• _WHAT THE EXERCISE ASKS_
Extract the entries in their exact form.

# # #

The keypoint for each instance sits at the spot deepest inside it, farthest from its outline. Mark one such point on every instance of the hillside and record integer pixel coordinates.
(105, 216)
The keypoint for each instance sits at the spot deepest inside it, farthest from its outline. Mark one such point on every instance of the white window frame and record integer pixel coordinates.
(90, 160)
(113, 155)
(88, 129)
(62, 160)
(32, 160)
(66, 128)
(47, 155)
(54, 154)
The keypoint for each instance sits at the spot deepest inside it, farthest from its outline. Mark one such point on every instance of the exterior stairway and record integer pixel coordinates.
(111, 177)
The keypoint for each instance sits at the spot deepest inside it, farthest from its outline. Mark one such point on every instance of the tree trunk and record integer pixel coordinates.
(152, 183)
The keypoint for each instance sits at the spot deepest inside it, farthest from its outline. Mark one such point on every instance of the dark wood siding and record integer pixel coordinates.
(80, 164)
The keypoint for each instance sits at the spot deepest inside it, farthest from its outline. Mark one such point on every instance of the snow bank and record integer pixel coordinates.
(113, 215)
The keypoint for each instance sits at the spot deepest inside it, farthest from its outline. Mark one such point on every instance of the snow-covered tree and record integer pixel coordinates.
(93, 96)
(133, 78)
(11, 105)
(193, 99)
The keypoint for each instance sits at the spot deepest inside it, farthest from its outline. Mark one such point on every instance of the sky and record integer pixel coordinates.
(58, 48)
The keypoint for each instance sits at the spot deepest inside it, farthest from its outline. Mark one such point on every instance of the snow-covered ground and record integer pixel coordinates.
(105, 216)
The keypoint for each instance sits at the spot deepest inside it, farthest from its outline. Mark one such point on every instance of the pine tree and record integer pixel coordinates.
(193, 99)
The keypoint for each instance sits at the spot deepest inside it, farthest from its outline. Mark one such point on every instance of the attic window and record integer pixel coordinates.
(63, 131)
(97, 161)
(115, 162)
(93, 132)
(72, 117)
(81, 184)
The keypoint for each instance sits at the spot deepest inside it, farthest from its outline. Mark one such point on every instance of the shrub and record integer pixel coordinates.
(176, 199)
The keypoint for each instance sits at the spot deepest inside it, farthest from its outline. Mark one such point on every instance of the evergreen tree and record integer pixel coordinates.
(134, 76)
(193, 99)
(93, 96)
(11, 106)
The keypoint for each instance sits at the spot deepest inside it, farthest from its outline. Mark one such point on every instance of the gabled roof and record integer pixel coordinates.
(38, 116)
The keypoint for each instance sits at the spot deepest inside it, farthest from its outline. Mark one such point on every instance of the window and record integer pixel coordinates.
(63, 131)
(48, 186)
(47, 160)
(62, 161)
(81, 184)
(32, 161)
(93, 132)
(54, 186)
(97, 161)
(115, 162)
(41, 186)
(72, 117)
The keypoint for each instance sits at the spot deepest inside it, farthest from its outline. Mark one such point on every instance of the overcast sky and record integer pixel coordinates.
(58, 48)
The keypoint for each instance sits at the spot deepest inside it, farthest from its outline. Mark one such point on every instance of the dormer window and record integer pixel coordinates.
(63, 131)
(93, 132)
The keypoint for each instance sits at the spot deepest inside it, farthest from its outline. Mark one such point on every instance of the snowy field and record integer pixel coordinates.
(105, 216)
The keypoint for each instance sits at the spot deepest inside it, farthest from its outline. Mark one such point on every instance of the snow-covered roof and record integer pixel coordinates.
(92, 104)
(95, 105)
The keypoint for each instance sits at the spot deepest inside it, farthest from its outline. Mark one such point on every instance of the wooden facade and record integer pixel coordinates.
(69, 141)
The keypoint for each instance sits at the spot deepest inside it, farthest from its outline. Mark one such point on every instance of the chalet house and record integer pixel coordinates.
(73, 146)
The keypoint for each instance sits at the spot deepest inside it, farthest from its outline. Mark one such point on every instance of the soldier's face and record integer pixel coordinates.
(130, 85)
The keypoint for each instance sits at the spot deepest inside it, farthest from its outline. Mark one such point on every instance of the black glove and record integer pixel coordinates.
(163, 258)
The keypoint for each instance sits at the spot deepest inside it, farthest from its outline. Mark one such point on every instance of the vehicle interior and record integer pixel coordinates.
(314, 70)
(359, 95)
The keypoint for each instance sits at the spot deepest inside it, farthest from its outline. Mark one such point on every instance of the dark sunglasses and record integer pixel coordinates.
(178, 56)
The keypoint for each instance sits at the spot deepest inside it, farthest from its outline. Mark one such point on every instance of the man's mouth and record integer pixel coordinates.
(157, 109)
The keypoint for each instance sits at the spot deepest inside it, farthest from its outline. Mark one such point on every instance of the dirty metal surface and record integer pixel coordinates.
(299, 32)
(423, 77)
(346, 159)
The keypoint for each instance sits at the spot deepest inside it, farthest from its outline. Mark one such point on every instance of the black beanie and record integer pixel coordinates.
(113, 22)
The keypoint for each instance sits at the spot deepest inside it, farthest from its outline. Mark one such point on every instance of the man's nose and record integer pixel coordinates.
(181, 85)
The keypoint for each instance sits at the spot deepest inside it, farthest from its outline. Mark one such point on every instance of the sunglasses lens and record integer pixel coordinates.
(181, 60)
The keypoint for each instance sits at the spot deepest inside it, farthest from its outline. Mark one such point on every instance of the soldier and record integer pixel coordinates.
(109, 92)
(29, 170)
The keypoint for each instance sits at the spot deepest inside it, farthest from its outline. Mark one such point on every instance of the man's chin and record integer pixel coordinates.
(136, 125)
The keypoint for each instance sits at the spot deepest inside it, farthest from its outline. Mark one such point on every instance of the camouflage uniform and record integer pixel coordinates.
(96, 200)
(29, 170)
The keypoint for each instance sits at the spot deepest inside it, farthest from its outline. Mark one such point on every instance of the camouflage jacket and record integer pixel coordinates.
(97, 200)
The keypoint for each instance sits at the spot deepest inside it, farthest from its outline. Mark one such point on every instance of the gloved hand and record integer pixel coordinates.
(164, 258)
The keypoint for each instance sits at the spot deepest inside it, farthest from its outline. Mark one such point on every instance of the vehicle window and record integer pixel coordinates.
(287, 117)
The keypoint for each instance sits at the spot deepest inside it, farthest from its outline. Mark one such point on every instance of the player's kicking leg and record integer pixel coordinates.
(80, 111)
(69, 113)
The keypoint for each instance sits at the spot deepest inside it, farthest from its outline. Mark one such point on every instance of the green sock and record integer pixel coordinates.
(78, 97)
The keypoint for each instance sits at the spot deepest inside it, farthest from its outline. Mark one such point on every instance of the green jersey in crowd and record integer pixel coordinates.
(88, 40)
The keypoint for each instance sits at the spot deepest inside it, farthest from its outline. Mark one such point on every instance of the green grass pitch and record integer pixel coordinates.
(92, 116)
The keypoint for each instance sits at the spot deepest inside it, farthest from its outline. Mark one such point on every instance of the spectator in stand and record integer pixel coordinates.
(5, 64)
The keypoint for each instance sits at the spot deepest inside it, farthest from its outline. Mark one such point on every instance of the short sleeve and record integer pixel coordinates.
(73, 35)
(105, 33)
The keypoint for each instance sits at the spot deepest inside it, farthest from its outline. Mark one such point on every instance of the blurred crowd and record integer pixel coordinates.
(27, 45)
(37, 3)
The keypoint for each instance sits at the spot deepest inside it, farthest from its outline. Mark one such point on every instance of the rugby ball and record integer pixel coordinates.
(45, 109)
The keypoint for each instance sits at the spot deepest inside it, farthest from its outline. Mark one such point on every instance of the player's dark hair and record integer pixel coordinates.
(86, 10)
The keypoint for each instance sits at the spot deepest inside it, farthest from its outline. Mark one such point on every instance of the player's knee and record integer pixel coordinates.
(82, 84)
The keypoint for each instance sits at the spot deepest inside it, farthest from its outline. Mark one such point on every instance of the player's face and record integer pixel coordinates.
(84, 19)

# # #

• _THE ANSWER_
The keypoint for each instance sits at the spot deepest inside it, farthest from its outline. Mark one such point on every instance of the hillside and record integer pixel coordinates.
(105, 216)
The keypoint for each instance sits at the spot deepest inside it, farthest from its outline. Mark one such point on every instance of the white window frame and record integer pixel coordinates.
(90, 160)
(113, 155)
(88, 129)
(62, 160)
(32, 160)
(66, 128)
(47, 155)
(54, 154)
The keypoint for each instance sits at the spot deepest inside it, farthest from its outline. Mark one such point on every instance of the exterior stairway and record integer pixel coordinates.
(111, 177)
The keypoint for each instance sits at the spot deepest inside it, farthest from its outline. Mark one such point on every instance of the tree trunk and record integer pixel coordinates.
(152, 183)
The keypoint for each instance sits at the spot deepest inside it, farthest from its outline. Mark one such point on every instance of the dark wood siding and record integer pixel coordinates.
(80, 164)
The keypoint for each instance sits at the spot deepest inside it, farthest from its outline. Mark one such point on every instance of the snow bank and record integer pixel coordinates.
(113, 215)
The keypoint for each instance sits at the spot deepest inside it, farthest from its outline. Mark one such point on every instance of the snow-covered tree and record integer pixel coordinates.
(93, 96)
(133, 78)
(11, 105)
(193, 99)
The keypoint for each instance sits at the spot deepest inside it, farthest from its outline. Mark one such point on every instance of the sky and record integer pixel coordinates.
(58, 48)
The keypoint for each instance sits at the spot deepest inside it, farthest from its outline. Mark one such point on every instance of the snow-covered ground and record integer pixel coordinates.
(105, 216)
The keypoint for each instance sits at the spot deepest inside it, farthest from its outline. Mark one such point on every instance of the pine tree and record integer pixel coordinates.
(193, 99)
The keypoint for each instance sits at the spot deepest inside it, farthest from its outline. Mark one such point on every instance of the attic window and record integer pixel coordinates.
(63, 131)
(97, 161)
(115, 162)
(93, 132)
(72, 117)
(81, 184)
The keypoint for each instance sits at the spot deepest inside it, farthest from its outline. Mark one such point on every instance of the shrub and record integer pixel coordinates.
(176, 199)
The keypoint for each instance sits at the spot deepest inside it, farthest from its outline. Mark one such point on every instance of the evergreen tree and record integer pixel coordinates.
(134, 76)
(193, 99)
(93, 96)
(11, 106)
The keypoint for each instance sits at the spot deepest inside it, farthest from its outline. Mark one such point on every instance of the gabled roof and record integer pixel coordinates.
(38, 116)
The keypoint for each instance sits at the spot deepest inside it, farthest from its outline. Mark one such point on every instance of the window and record integer pixel coordinates.
(63, 131)
(48, 186)
(47, 160)
(62, 161)
(81, 184)
(32, 161)
(93, 132)
(54, 186)
(97, 161)
(115, 162)
(41, 186)
(72, 117)
The keypoint for each instance sits at the spot deepest inside it, farthest from its outline. Mark one such point on every instance of the overcast sky and record integer pixel coordinates.
(58, 48)
The keypoint for each instance sits at the spot deepest inside it, farthest from its outline. Mark one such point on every instance of the dormer window and record integer pixel coordinates.
(63, 131)
(93, 132)
The keypoint for each instance sits at the spot deepest inside it, farthest from its outline. Mark one such point on every instance of the snowy field and record integer pixel coordinates.
(105, 216)
The keypoint for each instance sits at the spot deepest inside it, farthest from its outline. Mark one such point on every instance of the snow-covered roof and record integer pixel coordinates.
(92, 104)
(95, 105)
The keypoint for each instance sits at the spot deepest inside it, farthest from its outline. Mark one such point on every instance of the wooden facade and record integer pixel coordinates.
(69, 141)
The keypoint for each instance sits at the spot deepest inside it, farthest from its outline. Mark one such point on every instance of the chalet house and record integer pixel coordinates.
(73, 146)
The keypoint for each instance sits at the spot deepest inside it, farthest from its outline. Mark one such point on every instance of the soldier's face and record integer pixel coordinates.
(130, 85)
The keypoint for each instance sits at the spot deepest inside it, farthest from its outline. Mark one such point on every instance of the black glove and record integer pixel coordinates.
(163, 258)
The keypoint for each instance sits at the spot deepest inside it, farthest from its outline. Mark one such point on every instance of the vehicle interior and record integer pixel coordinates.
(314, 70)
(359, 95)
The keypoint for each instance sits at the spot deepest inside it, farthest from its outline. Mark one such point on every instance of the dark sunglasses and record integer pixel coordinates.
(178, 56)
The keypoint for each instance sits at the spot deepest inside it, farthest from its outline. Mark one such point on every instance of the man's mouth and record integer pixel coordinates.
(157, 109)
The keypoint for each instance sits at the spot deepest inside it, farthest from its outline. Mark one such point on every instance of the dirty metal surface and record integer pixel coordinates.
(299, 32)
(423, 77)
(346, 159)
The keypoint for each instance sits at the spot deepest inside it, farthest from its outline. Mark one such point on every instance of the black beanie and record integer pixel coordinates.
(113, 22)
The keypoint for each instance sits at the spot deepest inside it, farthest from its outline. Mark one such point on every instance of the man's nose and record integer pixel coordinates.
(181, 85)
The keypoint for each instance sits at the spot deepest inside it, farthest from its outline. Mark one such point on every instance of the sunglasses lens and record integer pixel coordinates.
(181, 60)
The keypoint for each instance sits at the spot deepest inside it, farthest from its outline. Mark one such point on every instance of the soldier and record integer pixel coordinates.
(109, 92)
(29, 170)
The keypoint for each instance sits at the spot deepest inside it, farthest from its outline. Mark one such point on every instance of the man's chin and record integer pixel coordinates.
(136, 125)
The keypoint for each instance sits at the spot deepest inside it, farthest from its outline. Mark one such point on every instance of the camouflage uniform and record integer pixel coordinates.
(96, 200)
(29, 170)
The keypoint for each instance sits at the spot deepest inside it, farthest from its outline. Mark one such point on every instance of the camouflage jacket and record integer pixel coordinates.
(97, 200)
The keypoint for each instance sits at the spot deepest inside it, farthest from its outline. Mark one such point on every instance of the gloved hand and record integer pixel coordinates.
(164, 258)
The keypoint for each instance sits at the spot deepest inside it, farthest from its outline. Mark one such point on every instance of the vehicle window and record integer pixel coordinates.
(287, 117)
The keypoint for each instance sits at the spot deepest inside it, farthest from its outline. Mark one such point on every instance of the player's kicking leg and record integer pixel coordinates.
(80, 111)
(69, 113)
The keypoint for each instance sits at the spot deepest inside it, farthest from its outline. Mark one such point on every instance of the green sock and record integer pixel coordinates.
(78, 97)
The keypoint for each instance sits at the spot deepest inside it, farthest from its outline. Mark one such point on every instance of the green jersey in crowd and record integer pixel coordinates.
(88, 40)
The keypoint for each instance sits at the spot deepest inside it, farthest from its outline. Mark one such point on every instance of the green grass pitch and record integer pixel coordinates.
(92, 116)
The keypoint for each instance sits at the spot deepest inside it, farthest from its outline. Mark one such point on every instance of the spectator in stand and record integer pixel coordinates.
(5, 64)
The keypoint for each instance sits at the spot deepest inside it, farthest from its outline. Mark one such point on every instance of the short sleeve and record integer pixel coordinates.
(73, 35)
(105, 33)
The keypoint for each instance sits at the spot deepest inside it, farthest from its outline. Mark one such point on every instance of the blurred crowd and record integer pixel coordinates.
(27, 45)
(37, 3)
The keypoint for each instance sits at the spot deepest inside it, farthest from its outline. Mark one such point on every instance of the rugby ball and record integer pixel coordinates.
(45, 109)
The keypoint for each instance sits at the spot deepest inside it, farthest from its outline. Mark one such point on every instance of the player's dark hair and record integer pixel coordinates.
(86, 10)
The keypoint for each instance sits at the spot deepest inside it, farthest from its outline. Mark one such point on every instance of the player's knee and record integer pixel coordinates.
(82, 84)
The keypoint for each instance sits at the spot deepest inside it, farthest from its outline. Mark one such point on every instance of the player's face and record integer pixel coordinates.
(84, 19)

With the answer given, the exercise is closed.